#### WRITTEN INSTRUCTION:
Each record needs to be echoed exactly; can you do that?
**** TASK INPUTS ****
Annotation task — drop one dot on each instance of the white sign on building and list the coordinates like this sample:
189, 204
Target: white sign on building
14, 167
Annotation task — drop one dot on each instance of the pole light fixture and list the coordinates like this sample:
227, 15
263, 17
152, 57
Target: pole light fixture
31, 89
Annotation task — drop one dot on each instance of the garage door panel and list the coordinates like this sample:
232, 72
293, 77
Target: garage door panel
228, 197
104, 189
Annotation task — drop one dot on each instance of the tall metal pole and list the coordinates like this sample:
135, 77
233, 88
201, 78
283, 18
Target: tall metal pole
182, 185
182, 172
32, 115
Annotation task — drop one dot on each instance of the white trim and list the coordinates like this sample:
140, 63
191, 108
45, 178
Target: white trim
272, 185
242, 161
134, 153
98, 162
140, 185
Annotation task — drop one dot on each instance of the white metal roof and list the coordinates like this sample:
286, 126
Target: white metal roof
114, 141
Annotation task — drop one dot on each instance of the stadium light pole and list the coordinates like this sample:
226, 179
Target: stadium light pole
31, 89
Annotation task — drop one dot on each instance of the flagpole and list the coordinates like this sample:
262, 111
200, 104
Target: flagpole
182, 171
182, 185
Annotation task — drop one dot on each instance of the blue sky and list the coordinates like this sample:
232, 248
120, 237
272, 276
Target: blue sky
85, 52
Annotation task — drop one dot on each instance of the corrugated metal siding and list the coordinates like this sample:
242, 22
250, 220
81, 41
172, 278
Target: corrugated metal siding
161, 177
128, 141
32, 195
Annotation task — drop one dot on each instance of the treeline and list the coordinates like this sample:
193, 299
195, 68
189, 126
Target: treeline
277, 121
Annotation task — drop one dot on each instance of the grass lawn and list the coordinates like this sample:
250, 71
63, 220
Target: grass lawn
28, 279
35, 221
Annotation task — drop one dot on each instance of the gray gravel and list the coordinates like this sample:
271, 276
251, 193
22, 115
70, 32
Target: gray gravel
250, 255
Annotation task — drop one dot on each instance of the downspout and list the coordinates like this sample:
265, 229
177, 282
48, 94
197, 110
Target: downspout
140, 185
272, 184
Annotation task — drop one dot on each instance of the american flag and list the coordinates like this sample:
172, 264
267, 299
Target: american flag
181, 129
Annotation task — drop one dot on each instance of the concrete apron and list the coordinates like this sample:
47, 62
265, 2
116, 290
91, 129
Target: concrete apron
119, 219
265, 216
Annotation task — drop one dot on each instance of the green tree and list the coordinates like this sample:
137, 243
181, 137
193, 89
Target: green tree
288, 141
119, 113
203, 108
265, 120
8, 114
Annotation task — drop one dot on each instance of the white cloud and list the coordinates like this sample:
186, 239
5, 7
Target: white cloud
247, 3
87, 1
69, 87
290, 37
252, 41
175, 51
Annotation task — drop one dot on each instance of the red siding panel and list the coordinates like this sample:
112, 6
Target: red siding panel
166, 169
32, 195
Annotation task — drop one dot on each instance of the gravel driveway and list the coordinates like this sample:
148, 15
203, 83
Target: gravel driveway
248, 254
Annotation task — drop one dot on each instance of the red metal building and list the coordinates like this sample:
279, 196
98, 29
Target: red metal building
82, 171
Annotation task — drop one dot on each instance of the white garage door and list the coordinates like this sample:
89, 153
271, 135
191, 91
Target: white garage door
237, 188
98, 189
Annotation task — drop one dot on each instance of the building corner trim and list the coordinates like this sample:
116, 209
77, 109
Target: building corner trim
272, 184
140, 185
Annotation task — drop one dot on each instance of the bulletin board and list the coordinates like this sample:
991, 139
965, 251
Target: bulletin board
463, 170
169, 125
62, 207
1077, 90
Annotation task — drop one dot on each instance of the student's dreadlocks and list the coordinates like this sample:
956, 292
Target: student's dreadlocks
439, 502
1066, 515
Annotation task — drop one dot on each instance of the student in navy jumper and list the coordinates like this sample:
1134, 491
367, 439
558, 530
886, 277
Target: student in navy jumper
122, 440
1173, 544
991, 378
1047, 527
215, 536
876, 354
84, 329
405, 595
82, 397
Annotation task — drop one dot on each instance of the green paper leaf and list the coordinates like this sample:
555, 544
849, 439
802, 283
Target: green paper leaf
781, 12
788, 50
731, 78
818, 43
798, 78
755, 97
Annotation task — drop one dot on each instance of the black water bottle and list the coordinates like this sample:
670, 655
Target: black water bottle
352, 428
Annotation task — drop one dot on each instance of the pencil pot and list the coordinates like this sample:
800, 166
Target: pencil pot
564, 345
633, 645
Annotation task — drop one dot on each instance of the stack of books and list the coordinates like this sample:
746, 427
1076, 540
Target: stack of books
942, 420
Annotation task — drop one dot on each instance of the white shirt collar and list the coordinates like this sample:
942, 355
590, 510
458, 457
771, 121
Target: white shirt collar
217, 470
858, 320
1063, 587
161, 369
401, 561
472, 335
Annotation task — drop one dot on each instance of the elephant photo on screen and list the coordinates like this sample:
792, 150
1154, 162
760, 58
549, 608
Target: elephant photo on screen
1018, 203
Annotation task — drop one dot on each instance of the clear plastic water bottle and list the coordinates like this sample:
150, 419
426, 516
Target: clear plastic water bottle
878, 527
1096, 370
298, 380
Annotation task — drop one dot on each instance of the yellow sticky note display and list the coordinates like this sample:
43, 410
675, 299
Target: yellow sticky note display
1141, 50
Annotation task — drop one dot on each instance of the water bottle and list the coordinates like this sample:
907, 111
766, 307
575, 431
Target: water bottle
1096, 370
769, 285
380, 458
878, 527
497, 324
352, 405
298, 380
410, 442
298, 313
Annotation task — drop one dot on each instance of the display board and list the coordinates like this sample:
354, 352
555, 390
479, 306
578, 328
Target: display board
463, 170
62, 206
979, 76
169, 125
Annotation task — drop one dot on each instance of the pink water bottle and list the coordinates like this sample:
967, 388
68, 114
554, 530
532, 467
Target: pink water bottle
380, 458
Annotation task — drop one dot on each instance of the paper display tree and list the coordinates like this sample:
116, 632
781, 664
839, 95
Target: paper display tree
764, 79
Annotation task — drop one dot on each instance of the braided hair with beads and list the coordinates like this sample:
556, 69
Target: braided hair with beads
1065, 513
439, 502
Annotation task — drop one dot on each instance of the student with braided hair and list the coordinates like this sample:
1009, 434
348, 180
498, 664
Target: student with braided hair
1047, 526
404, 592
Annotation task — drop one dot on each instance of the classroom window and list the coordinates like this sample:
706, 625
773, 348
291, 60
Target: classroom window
****
#### COMPLETE OUTPUT:
Annotation task — drop one dot on each instance of the white sign on building and list the coordinates like this sample:
189, 204
Target: white sign on building
14, 167
Annotation task — drop one dot on each instance of the pole light fixture and list the coordinates like this sample:
227, 15
263, 17
152, 57
Target: pole light fixture
31, 89
Annotation task — drop one dot on each instance of the garage door panel and list the coordinates like this sample:
232, 72
293, 77
Target: garage door panel
228, 197
104, 189
Annotation task — drop one dot on each instance of the tall metal pole and list the coordinates like this sample:
135, 77
233, 88
201, 78
283, 18
Target: tall metal pole
182, 185
182, 172
32, 115
Annotation task — drop one dot on each instance of the white trim and list the coordinates like this sample:
140, 63
191, 108
45, 178
Target: white trim
272, 185
242, 161
134, 153
98, 162
140, 185
Annotation task — drop one dot on each instance of the white metal roof and list the coordinates like this sample:
286, 126
Target: white metal roof
114, 141
Annotation task — drop one dot on each instance of the stadium light pole and list the coordinates like this sample:
226, 179
Target: stadium light pole
31, 89
Annotation task — drop one dot on each instance of the flagpole and list the coordinates like this sample:
262, 111
200, 104
Target: flagpole
182, 171
182, 185
Annotation task — drop one dot on each instance of the blue sky and list the coordinates like this sample:
232, 248
120, 237
272, 276
Target: blue sky
85, 52
Annotation task — drop one dot on each instance of the corrugated metal siding and list the coordinates like this sample:
242, 22
250, 220
81, 41
172, 278
Target: corrugated metal siding
161, 177
128, 141
32, 195
Annotation task — drop one dot on each instance of the treeline and list the coordinates like this sample:
193, 299
195, 68
189, 126
Target: treeline
277, 121
Annotation task — drop one dot on each instance of the grass lawn and list the coordinates like this sample:
250, 71
63, 220
Target: grass lawn
28, 279
35, 221
Annotation task — drop one dot on each instance of the gray gravel and list the coordinates like this sample:
271, 276
251, 193
22, 115
70, 32
Target: gray gravel
250, 255
Annotation task — drop one dot on each instance of the downspout and list the coordinates like this sample:
265, 229
177, 282
48, 94
197, 110
Target: downspout
140, 185
272, 184
Annotation task — drop one dot on each instance of the american flag and list the coordinates like this sample:
172, 264
267, 299
Target: american flag
181, 129
Annotation task — drop one dot on each instance of the concrete apron and list the coordinates like this sample:
47, 62
265, 2
116, 290
91, 129
Target: concrete apron
119, 219
265, 216
Annotation task — drop one dot on each instance of the green tree and list the coordinates like this sample:
137, 243
181, 137
193, 89
Target: green tree
288, 141
119, 113
203, 108
265, 120
8, 114
Annotation task — drop one dot on each instance of the white cloud and list the coordinates like this sample:
186, 239
5, 7
Target: white cloud
247, 3
87, 1
69, 87
290, 37
252, 41
175, 51
Annotation task — drop one dot on each instance of the red siding panel and list the coordinates like this sample:
112, 6
Target: red siding panel
166, 169
32, 195
Annotation task — drop one dot on each instance of the gravel driveway and list the coordinates like this sample:
148, 15
203, 83
Target: gravel driveway
248, 254
Annotation task — drop one dot on each instance of the red metal building and list the coordinates like this sample:
279, 196
98, 29
Target: red metal building
82, 171
Annotation task — drop one dot on each instance of the white garage door and list the coordinates like this sample:
89, 153
271, 135
191, 91
Target: white garage door
237, 188
98, 189
Annotation task — drop one dot on each instance of the building corner trim and list the coordinates like this sample:
116, 209
77, 109
Target: building corner trim
272, 184
140, 185
Annotation task — drop one dot on each instance of the bulletin board and list the coordinates like this sample:
991, 139
965, 251
Target: bulletin board
463, 170
169, 125
62, 207
1077, 90
Annotation task — drop one dot on each instance of the student's dreadlocks and list the coordinates like this sample:
956, 292
Target: student's dreadlocks
439, 502
1066, 515
Annotation task — drop one dot on each instance of the student in navy jumper and list the coordinates like this sample:
1134, 491
367, 439
558, 530
886, 277
Target: student in navy jumper
122, 440
1173, 544
991, 378
1047, 527
215, 536
876, 354
84, 329
405, 595
82, 397
Annotation task — drop one dot on each instance of the green paper leaf and list the coordinates like this sample:
555, 544
849, 439
802, 283
Target: green paper leaf
781, 12
788, 50
731, 78
818, 43
798, 78
755, 97
Annotation task — drop one dot on each instance of the black water bottle and list the coordinates like this sample:
670, 655
Target: black water bottle
352, 428
Annotation task — drop one dot on each instance of the pencil pot and list the coordinates like this sample:
800, 166
Target: pencil pot
564, 345
633, 645
Annotation task — drop one dot on each instance of the stack of books and list the coordinates like this sample:
746, 427
1076, 540
Target: stack of books
942, 420
Annotation task — drop one dot on each instance of the white shirt collar and list the coordinates like this sample:
942, 355
590, 510
458, 457
771, 121
Target: white shirt collar
217, 470
858, 320
1063, 587
161, 369
401, 561
472, 335
Annotation task — drop one dot on each instance of the elephant photo on screen and list the coordinates like this sample:
792, 150
1154, 162
760, 58
549, 608
Target: elephant photo on screen
1018, 203
Annotation task — drop one dot on each instance of the clear plastic water bottle and list the coordinates like this sample:
150, 419
426, 516
Target: clear plastic water bottle
878, 527
1096, 370
298, 380
Annotation task — drop one dot on each instance of the yellow sticky note display and list the coordinates like this sample:
43, 410
675, 299
Target: yellow sticky note display
1141, 50
Annotation task — drop one dot on each instance of the water bottle and list the coordinates like this sample:
907, 111
766, 307
575, 431
Target: water bottle
1096, 370
769, 285
380, 458
878, 527
497, 324
352, 405
298, 380
410, 442
298, 313
Annotation task — drop one dot on each instance of the display board and list the coordinates like this sample:
354, 352
555, 390
479, 306
578, 328
Target: display board
463, 170
62, 206
979, 76
169, 125
Annotation task — drop one dot on each instance of the pink water bottle and list the coordinates like this sample:
967, 388
68, 114
554, 530
532, 467
Target: pink water bottle
380, 458
Annotation task — drop one dot on each instance of the paper display tree and list the coordinates like this sample:
116, 632
781, 664
839, 95
Target: paper display tree
764, 79
Annotation task — drop one dot on each instance of the braided hair with beads and list the coordinates like this sample:
556, 69
Target: braided hair with beads
1065, 513
439, 502
Annotation task — drop one dot on each instance of the student with braided hair and list the coordinates like this sample:
1009, 434
348, 180
498, 664
Target: student with braided hair
1047, 526
404, 592
Annotation task — drop one dot on each instance of the classroom window and list the coordinates like this sample:
706, 625
773, 348
291, 60
Target: classroom window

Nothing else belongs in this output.